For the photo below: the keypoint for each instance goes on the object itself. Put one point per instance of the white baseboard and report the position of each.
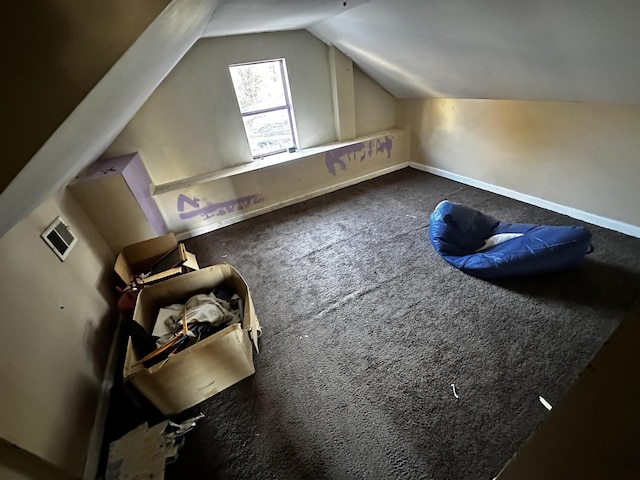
(270, 208)
(598, 220)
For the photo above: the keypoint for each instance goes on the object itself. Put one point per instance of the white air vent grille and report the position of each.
(59, 238)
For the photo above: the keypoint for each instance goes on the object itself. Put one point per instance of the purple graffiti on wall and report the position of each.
(358, 151)
(209, 210)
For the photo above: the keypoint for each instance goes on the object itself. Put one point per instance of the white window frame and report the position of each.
(287, 106)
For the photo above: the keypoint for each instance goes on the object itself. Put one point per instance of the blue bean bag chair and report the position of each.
(484, 247)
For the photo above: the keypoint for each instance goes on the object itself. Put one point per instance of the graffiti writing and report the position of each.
(192, 207)
(358, 151)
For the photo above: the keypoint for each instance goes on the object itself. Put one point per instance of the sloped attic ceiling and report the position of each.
(559, 50)
(562, 50)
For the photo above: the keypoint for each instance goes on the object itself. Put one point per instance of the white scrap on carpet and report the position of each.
(546, 404)
(455, 394)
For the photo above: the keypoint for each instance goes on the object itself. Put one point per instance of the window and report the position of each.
(263, 96)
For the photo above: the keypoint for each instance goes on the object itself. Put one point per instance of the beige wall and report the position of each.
(195, 209)
(58, 325)
(190, 129)
(191, 124)
(583, 156)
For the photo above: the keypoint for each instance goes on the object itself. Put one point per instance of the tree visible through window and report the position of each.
(263, 97)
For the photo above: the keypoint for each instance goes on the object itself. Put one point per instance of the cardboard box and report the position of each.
(140, 258)
(205, 368)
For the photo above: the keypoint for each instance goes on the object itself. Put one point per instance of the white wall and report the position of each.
(58, 326)
(375, 107)
(191, 124)
(583, 156)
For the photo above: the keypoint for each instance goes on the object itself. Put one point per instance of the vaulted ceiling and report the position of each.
(558, 50)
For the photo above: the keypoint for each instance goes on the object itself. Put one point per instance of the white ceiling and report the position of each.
(563, 50)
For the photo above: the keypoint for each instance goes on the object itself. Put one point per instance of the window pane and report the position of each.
(258, 85)
(268, 132)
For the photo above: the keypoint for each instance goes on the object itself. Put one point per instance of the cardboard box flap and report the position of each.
(253, 325)
(173, 290)
(187, 377)
(139, 257)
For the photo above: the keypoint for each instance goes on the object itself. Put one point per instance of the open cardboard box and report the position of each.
(138, 258)
(205, 368)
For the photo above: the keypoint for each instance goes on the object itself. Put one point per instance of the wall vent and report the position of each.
(59, 238)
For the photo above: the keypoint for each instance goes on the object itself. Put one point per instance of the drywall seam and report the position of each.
(598, 220)
(292, 201)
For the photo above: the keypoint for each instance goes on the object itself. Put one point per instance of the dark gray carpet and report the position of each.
(365, 329)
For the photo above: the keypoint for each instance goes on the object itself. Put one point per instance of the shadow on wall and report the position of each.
(35, 37)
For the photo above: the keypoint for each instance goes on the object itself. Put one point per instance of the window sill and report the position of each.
(259, 164)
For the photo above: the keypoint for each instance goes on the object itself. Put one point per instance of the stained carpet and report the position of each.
(365, 329)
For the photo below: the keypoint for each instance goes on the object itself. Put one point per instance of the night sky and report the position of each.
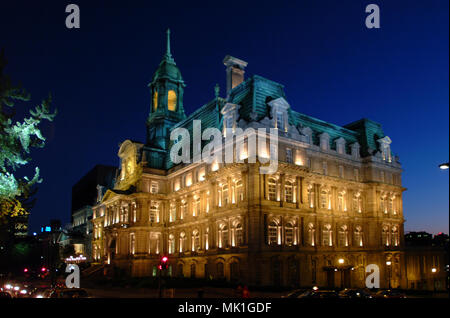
(332, 66)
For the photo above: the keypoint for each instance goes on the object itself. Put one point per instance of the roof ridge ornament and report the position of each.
(168, 55)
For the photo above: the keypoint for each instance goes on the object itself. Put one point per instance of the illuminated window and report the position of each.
(238, 234)
(343, 236)
(385, 236)
(195, 241)
(223, 235)
(132, 243)
(311, 234)
(172, 100)
(358, 236)
(240, 190)
(155, 100)
(289, 234)
(327, 235)
(288, 193)
(311, 196)
(154, 212)
(272, 233)
(171, 244)
(196, 206)
(172, 212)
(182, 242)
(394, 236)
(272, 189)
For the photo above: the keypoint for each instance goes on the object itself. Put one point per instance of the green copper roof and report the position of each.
(168, 69)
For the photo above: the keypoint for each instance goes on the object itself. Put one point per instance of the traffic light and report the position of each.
(163, 263)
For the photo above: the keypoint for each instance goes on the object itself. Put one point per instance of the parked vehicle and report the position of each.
(69, 293)
(354, 293)
(389, 293)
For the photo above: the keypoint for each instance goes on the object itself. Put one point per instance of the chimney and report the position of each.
(235, 72)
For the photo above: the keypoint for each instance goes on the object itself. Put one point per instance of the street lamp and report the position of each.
(434, 271)
(389, 263)
(341, 262)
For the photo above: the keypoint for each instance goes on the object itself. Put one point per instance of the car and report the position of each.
(5, 295)
(389, 293)
(41, 292)
(354, 293)
(294, 293)
(69, 293)
(319, 294)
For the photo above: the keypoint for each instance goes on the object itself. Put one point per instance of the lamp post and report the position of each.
(389, 263)
(341, 262)
(434, 271)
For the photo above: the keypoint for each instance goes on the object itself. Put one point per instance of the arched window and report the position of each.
(220, 273)
(343, 236)
(155, 100)
(289, 234)
(357, 202)
(394, 236)
(327, 235)
(358, 236)
(238, 238)
(171, 100)
(173, 212)
(273, 233)
(310, 196)
(324, 199)
(183, 209)
(239, 190)
(341, 201)
(288, 192)
(311, 235)
(182, 242)
(196, 206)
(225, 198)
(223, 235)
(154, 212)
(385, 235)
(132, 243)
(272, 189)
(195, 241)
(171, 244)
(383, 206)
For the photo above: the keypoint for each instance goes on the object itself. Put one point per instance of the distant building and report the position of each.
(426, 261)
(85, 194)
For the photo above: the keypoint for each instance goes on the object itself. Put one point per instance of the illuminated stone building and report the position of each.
(333, 206)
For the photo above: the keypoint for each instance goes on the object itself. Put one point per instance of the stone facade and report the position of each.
(333, 206)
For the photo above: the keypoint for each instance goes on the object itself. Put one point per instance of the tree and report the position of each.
(17, 138)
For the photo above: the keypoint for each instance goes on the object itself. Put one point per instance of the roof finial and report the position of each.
(168, 54)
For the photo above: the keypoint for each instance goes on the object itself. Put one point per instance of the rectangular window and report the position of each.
(280, 120)
(341, 172)
(288, 155)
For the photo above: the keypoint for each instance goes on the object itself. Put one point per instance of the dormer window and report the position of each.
(280, 120)
(230, 115)
(340, 146)
(324, 141)
(155, 100)
(279, 112)
(385, 148)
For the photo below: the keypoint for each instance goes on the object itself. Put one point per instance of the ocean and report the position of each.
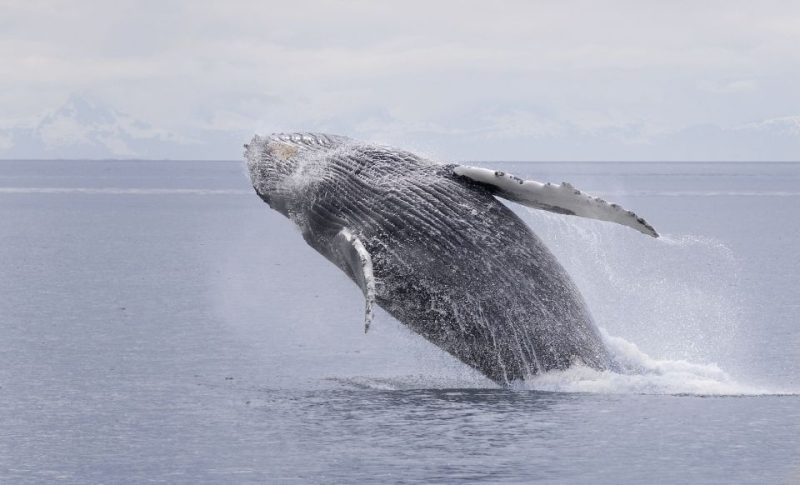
(160, 323)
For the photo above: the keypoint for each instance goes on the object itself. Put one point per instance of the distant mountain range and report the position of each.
(85, 129)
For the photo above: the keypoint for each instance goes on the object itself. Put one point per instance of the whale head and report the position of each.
(273, 159)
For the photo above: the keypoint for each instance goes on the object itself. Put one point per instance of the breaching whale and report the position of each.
(432, 245)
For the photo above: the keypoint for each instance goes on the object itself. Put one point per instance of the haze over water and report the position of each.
(159, 322)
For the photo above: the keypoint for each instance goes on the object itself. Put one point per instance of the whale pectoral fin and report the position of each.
(351, 251)
(563, 198)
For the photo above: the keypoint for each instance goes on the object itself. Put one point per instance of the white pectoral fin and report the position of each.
(563, 198)
(354, 255)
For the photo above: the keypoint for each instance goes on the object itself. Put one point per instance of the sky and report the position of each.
(454, 80)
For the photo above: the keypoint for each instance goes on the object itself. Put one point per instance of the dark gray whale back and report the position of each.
(450, 260)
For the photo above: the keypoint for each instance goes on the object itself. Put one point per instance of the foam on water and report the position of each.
(645, 375)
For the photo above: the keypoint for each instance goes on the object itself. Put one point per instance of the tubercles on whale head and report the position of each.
(270, 160)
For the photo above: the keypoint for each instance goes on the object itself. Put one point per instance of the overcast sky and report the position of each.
(455, 80)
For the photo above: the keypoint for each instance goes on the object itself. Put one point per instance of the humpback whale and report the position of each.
(432, 244)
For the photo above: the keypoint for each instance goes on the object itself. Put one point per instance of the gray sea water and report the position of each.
(159, 323)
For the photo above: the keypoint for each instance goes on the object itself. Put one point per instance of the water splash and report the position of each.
(645, 375)
(677, 297)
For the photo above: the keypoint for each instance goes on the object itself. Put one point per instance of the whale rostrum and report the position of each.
(432, 245)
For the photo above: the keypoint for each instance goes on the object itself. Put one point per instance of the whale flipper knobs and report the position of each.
(354, 256)
(563, 199)
(437, 251)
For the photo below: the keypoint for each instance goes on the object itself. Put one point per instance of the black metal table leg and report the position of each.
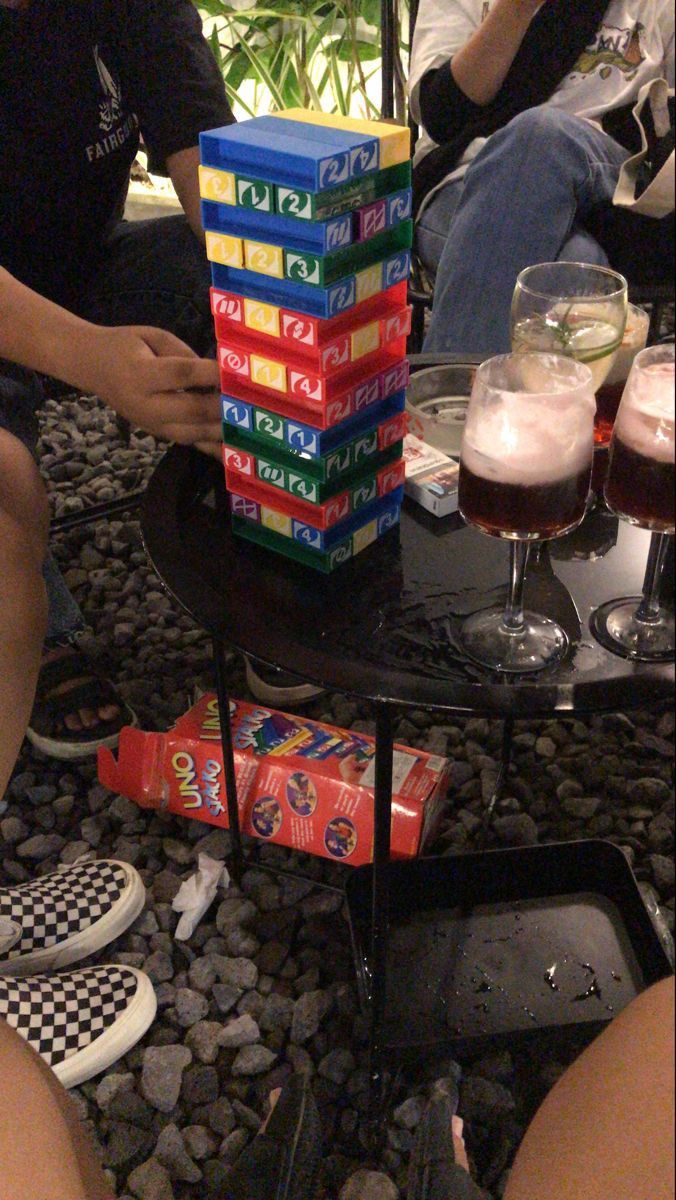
(504, 765)
(382, 838)
(228, 760)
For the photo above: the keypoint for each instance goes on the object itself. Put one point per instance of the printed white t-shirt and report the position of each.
(633, 46)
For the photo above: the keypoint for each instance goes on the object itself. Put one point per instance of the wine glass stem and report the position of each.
(513, 619)
(648, 607)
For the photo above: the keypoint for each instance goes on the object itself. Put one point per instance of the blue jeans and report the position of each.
(151, 273)
(522, 201)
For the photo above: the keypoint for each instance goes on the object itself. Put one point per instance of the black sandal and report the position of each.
(47, 729)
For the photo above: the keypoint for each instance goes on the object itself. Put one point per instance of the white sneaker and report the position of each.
(83, 1021)
(64, 917)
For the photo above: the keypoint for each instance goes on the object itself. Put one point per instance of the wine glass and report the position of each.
(575, 310)
(525, 471)
(640, 489)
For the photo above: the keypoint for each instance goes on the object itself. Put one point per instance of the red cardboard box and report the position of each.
(300, 783)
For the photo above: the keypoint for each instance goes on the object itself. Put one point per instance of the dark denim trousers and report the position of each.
(151, 273)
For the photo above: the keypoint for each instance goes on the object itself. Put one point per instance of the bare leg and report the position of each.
(23, 600)
(43, 1149)
(605, 1132)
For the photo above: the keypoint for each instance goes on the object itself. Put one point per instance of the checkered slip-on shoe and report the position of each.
(83, 1021)
(283, 1162)
(64, 917)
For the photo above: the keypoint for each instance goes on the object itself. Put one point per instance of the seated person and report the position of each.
(530, 106)
(70, 126)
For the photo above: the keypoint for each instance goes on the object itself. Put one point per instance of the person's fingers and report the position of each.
(163, 343)
(184, 375)
(214, 449)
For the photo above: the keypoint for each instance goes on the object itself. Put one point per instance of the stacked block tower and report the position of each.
(309, 233)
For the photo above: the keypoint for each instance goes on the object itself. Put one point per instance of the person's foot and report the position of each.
(83, 1021)
(440, 1169)
(64, 917)
(275, 688)
(77, 709)
(282, 1162)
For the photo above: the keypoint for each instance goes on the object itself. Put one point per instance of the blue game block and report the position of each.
(306, 298)
(316, 443)
(307, 237)
(291, 155)
(386, 510)
(298, 297)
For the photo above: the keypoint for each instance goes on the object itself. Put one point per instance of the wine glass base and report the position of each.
(538, 645)
(616, 628)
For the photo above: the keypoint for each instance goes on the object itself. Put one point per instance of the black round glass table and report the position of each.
(384, 627)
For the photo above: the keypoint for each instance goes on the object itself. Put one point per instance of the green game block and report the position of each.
(255, 193)
(336, 465)
(322, 270)
(319, 205)
(324, 561)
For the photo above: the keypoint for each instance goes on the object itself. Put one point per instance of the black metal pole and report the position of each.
(380, 915)
(388, 35)
(228, 760)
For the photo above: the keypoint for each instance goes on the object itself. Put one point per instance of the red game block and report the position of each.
(305, 336)
(237, 359)
(240, 478)
(338, 397)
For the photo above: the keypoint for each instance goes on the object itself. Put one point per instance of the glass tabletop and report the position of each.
(384, 625)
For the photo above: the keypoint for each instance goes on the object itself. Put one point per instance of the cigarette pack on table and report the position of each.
(300, 783)
(431, 477)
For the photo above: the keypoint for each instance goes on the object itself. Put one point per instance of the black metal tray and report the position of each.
(507, 942)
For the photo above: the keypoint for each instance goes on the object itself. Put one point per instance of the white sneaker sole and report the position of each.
(117, 1041)
(267, 693)
(53, 958)
(75, 751)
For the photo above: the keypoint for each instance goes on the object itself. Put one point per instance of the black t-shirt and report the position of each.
(79, 79)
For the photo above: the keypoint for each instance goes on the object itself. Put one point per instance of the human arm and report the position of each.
(23, 598)
(147, 375)
(460, 64)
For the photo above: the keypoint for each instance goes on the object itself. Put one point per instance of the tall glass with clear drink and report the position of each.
(640, 489)
(575, 310)
(525, 471)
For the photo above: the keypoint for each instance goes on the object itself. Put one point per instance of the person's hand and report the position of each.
(156, 383)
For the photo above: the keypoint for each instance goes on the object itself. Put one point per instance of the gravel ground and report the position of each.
(253, 995)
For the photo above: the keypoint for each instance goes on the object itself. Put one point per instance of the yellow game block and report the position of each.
(365, 340)
(225, 250)
(268, 373)
(263, 258)
(395, 139)
(277, 521)
(369, 282)
(364, 537)
(217, 185)
(264, 318)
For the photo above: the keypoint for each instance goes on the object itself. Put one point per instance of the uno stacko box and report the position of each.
(300, 783)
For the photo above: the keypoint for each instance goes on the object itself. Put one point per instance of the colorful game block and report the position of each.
(238, 357)
(321, 516)
(292, 473)
(386, 510)
(307, 299)
(309, 337)
(321, 561)
(301, 267)
(394, 139)
(293, 202)
(303, 438)
(369, 390)
(316, 159)
(315, 237)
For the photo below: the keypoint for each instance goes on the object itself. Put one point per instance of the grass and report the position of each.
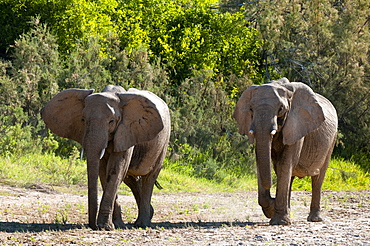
(341, 175)
(55, 171)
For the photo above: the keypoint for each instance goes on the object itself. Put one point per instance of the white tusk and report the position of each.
(82, 154)
(102, 153)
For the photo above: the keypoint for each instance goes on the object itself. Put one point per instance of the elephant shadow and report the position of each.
(12, 227)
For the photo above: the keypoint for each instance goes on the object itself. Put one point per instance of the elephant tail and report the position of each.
(158, 185)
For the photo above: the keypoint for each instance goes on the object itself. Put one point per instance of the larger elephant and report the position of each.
(296, 129)
(124, 135)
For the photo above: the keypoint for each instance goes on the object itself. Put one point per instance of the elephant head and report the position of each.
(277, 111)
(95, 119)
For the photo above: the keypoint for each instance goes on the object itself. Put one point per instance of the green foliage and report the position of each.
(341, 175)
(46, 168)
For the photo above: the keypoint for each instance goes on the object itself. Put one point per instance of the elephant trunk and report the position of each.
(92, 171)
(94, 145)
(264, 136)
(263, 158)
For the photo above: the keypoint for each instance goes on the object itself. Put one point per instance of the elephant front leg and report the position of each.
(116, 169)
(266, 202)
(315, 213)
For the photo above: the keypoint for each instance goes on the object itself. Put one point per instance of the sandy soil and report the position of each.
(41, 216)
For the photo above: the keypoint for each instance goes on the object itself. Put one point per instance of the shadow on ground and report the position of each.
(12, 227)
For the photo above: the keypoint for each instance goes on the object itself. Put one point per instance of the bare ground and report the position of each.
(40, 216)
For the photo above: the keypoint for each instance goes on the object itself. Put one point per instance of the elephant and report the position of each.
(124, 135)
(296, 129)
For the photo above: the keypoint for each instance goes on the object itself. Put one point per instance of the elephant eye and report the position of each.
(281, 109)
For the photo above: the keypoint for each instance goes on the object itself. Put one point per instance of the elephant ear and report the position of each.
(305, 115)
(243, 114)
(141, 120)
(63, 113)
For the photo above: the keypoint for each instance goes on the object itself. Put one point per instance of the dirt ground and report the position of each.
(41, 216)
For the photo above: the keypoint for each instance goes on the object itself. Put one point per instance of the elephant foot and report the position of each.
(269, 210)
(151, 212)
(142, 223)
(278, 219)
(314, 216)
(105, 222)
(118, 223)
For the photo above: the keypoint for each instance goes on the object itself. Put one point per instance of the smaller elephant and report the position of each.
(125, 136)
(296, 129)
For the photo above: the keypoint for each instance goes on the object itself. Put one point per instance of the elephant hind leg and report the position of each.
(315, 212)
(136, 188)
(143, 190)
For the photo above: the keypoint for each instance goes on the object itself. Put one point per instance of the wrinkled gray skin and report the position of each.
(133, 129)
(297, 129)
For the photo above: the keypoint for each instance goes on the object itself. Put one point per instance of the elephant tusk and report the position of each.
(82, 154)
(102, 154)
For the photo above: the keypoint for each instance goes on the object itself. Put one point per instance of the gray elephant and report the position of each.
(297, 129)
(124, 135)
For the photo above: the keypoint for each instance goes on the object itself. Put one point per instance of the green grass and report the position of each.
(53, 170)
(341, 175)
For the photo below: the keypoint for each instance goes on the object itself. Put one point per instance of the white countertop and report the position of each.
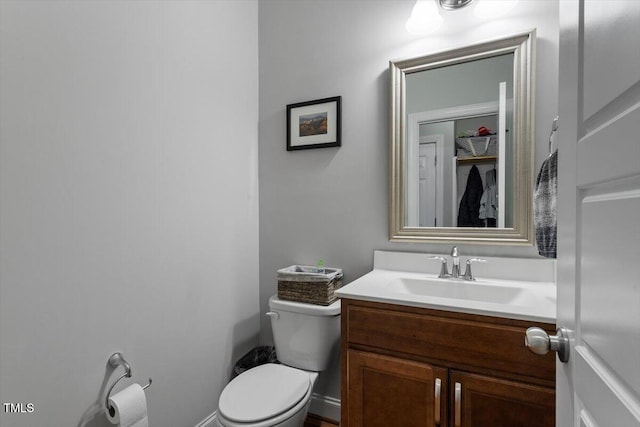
(507, 298)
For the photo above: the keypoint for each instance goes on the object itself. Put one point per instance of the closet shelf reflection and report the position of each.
(478, 159)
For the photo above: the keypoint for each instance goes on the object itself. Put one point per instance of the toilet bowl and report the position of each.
(271, 395)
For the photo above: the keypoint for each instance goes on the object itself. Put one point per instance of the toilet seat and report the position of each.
(263, 393)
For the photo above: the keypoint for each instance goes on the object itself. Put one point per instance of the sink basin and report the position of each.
(440, 288)
(508, 288)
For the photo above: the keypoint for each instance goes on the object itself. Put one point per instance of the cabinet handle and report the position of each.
(458, 406)
(438, 391)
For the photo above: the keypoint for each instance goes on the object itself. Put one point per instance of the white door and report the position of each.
(428, 184)
(599, 213)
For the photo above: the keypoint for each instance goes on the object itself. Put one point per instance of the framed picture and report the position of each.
(313, 124)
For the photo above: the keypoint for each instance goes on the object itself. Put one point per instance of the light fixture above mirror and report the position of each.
(454, 4)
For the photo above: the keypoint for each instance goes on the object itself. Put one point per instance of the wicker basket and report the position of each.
(304, 284)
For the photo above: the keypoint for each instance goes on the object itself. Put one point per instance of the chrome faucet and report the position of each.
(455, 268)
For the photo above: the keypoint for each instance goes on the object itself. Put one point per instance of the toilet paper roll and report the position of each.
(128, 407)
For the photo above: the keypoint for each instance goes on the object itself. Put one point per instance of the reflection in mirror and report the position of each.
(461, 145)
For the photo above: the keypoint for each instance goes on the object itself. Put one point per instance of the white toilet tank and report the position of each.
(305, 335)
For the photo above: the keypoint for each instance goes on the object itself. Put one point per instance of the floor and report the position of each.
(317, 421)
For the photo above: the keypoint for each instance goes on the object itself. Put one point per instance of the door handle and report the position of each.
(436, 409)
(539, 342)
(457, 410)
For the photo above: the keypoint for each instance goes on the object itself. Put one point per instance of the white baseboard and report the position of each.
(324, 406)
(209, 421)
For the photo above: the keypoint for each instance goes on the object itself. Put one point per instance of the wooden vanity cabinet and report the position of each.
(414, 367)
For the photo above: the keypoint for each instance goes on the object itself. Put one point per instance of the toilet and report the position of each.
(305, 337)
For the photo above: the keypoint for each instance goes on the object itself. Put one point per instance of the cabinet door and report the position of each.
(486, 401)
(387, 391)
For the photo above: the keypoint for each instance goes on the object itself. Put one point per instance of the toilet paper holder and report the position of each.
(115, 360)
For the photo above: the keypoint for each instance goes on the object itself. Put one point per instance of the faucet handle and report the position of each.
(444, 271)
(468, 275)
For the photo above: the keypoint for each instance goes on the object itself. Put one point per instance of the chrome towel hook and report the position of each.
(115, 360)
(554, 129)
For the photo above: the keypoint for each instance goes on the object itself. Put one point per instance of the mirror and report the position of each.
(461, 155)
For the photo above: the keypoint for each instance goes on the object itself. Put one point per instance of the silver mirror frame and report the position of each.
(523, 48)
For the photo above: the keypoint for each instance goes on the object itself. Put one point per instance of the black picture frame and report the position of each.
(314, 124)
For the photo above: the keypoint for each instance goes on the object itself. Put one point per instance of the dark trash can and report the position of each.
(255, 357)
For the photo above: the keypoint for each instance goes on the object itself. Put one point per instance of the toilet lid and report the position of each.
(263, 392)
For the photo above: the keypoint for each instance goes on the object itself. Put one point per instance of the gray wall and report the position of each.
(129, 206)
(332, 203)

----

EXERCISE OBJECTIVE: Turn the stretch from the line containing "bare leg and report the position of each." through the line containing "(282, 1162)", both included, into a JSON list of strings with one string per line and any blank lines left out.

THE RESPONSE:
[
  "For the photo above: the keypoint for each instance goes on the object itself. Put one point per instance of the bare leg and report the position of each.",
  "(23, 600)",
  "(43, 1149)",
  "(605, 1132)",
  "For the photo above: the keypoint for each instance goes on the object itself. Put one point per instance of the checkered slip-on shoe and report the position of each.",
  "(83, 1021)",
  "(283, 1162)",
  "(64, 917)",
  "For the photo above: the keypoint for each instance goes on the object itself. Put one point per instance of the seated person and report the position of each.",
  "(530, 106)",
  "(70, 126)",
  "For the photo above: the keypoint for each instance goes on the object itself. Put one point per instance of the person's fingers and report the position of each.",
  "(163, 343)",
  "(184, 375)",
  "(214, 449)",
  "For the photo above: the keypoint for each instance goes on the object itself. Put one point per instance of the stacked block tower and report the position of each.",
  "(309, 233)",
  "For the photo above: the keypoint for each instance goes on the object itself. Put one point per instance of the person's foot and report the position of each.",
  "(83, 1021)",
  "(440, 1169)",
  "(64, 917)",
  "(275, 688)",
  "(77, 709)",
  "(282, 1162)"
]